Start of SUPPLIED DATA

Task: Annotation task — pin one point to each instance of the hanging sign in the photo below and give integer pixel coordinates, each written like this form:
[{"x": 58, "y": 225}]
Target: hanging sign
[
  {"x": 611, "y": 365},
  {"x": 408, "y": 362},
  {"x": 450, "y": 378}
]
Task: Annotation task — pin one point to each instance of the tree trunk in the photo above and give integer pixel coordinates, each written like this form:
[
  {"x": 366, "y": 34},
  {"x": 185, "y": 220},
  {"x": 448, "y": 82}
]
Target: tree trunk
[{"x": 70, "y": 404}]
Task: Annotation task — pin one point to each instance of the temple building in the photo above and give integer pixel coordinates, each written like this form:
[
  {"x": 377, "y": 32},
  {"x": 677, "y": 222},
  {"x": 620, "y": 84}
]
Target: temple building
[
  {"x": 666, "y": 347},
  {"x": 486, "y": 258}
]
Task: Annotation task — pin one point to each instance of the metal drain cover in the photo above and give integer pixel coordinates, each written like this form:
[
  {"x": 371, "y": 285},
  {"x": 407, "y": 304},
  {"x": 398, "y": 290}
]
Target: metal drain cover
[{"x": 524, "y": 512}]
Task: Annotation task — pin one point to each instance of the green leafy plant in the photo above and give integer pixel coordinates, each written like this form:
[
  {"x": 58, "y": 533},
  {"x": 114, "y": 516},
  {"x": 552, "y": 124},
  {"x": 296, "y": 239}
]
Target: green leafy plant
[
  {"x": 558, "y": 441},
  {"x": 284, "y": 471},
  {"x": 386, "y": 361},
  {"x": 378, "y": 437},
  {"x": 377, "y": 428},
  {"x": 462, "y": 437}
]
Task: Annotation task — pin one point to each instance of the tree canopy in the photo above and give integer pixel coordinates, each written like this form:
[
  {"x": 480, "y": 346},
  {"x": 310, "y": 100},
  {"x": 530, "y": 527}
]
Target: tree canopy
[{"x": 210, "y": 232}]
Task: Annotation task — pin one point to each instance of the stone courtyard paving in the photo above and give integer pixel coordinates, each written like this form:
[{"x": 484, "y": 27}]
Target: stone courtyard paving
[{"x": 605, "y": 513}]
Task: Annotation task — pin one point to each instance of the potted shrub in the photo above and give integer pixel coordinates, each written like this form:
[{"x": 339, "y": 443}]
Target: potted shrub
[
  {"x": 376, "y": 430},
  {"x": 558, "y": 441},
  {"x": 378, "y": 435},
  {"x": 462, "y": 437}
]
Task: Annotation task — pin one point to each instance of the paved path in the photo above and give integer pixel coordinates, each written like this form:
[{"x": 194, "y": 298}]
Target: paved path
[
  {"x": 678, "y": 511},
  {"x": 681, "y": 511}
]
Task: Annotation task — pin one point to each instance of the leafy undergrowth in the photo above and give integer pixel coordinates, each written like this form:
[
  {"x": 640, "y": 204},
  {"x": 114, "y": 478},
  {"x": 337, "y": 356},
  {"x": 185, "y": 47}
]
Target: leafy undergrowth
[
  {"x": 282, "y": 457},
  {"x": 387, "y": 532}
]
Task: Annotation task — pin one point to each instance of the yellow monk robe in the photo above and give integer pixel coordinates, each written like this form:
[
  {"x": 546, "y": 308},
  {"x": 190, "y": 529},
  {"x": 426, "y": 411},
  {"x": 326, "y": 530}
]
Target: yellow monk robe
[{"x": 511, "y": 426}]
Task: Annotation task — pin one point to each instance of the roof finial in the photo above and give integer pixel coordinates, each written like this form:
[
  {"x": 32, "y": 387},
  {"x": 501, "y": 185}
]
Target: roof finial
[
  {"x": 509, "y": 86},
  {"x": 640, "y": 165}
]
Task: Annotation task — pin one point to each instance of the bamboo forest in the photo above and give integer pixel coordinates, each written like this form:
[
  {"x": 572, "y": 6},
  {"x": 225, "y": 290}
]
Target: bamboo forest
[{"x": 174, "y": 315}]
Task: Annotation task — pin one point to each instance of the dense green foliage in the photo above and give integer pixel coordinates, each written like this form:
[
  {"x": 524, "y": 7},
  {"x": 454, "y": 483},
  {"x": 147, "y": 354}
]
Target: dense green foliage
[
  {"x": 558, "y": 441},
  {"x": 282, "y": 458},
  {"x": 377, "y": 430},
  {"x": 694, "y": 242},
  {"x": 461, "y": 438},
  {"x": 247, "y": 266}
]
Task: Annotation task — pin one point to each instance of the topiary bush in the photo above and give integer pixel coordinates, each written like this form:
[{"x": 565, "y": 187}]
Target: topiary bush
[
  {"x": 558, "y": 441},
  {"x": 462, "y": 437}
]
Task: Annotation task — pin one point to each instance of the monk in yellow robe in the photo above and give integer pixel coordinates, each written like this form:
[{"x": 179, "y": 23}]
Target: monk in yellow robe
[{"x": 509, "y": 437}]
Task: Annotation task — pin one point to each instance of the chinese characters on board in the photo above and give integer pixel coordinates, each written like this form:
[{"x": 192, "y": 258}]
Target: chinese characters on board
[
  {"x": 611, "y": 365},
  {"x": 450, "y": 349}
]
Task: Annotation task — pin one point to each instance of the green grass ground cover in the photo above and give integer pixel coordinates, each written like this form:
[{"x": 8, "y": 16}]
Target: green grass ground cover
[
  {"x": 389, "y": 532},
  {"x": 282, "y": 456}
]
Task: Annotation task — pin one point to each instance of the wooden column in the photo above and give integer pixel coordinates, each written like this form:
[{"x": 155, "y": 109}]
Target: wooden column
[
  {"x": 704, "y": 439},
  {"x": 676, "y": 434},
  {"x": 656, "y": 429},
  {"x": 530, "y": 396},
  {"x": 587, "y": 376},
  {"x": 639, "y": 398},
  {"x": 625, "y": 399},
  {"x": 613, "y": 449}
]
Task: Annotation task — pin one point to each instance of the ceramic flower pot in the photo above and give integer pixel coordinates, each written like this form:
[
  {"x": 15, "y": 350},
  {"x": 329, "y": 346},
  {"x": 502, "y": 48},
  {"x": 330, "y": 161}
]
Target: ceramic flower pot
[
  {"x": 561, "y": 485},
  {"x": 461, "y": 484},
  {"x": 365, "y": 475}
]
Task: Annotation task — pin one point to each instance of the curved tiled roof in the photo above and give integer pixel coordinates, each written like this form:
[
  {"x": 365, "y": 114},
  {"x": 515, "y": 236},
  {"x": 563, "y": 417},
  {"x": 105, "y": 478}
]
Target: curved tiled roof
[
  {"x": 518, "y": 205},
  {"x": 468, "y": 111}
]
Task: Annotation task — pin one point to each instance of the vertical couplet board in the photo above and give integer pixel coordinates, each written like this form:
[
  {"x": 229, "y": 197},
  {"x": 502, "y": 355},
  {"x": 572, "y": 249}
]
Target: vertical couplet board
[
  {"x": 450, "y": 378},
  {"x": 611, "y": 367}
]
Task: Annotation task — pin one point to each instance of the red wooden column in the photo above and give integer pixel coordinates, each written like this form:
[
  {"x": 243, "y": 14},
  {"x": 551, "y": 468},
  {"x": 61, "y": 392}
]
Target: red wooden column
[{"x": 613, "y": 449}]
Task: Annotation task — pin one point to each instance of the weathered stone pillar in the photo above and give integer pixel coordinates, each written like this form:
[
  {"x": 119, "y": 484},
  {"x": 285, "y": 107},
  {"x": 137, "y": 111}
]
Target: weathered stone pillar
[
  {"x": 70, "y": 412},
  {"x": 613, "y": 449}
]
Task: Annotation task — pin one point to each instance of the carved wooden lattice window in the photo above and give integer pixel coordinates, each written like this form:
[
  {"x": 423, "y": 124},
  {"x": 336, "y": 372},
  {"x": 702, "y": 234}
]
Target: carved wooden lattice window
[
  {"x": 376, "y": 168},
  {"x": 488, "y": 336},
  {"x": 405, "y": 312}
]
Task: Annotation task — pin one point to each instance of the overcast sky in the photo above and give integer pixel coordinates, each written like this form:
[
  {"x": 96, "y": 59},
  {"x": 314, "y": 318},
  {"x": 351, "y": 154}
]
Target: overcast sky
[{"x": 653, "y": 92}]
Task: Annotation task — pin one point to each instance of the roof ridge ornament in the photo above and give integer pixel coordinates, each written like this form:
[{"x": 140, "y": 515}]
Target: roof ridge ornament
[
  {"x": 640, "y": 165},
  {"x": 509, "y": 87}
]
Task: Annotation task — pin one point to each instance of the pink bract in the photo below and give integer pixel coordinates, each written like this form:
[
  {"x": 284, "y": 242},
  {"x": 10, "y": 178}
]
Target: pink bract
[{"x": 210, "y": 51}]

End of SUPPLIED DATA

» **WHAT THE TASK REQUIRES**
Set down again, without alteration, every line from the one containing "of the pink" through the end of the records, both ends included.

» **RESPONSE TO THIS TASK**
Task: Annotation task — pin one point to each instance of the pink bract in the photo below and give integer pixel coordinates, each written like this form:
[
  {"x": 284, "y": 242},
  {"x": 10, "y": 178}
]
Target: pink bract
[{"x": 210, "y": 51}]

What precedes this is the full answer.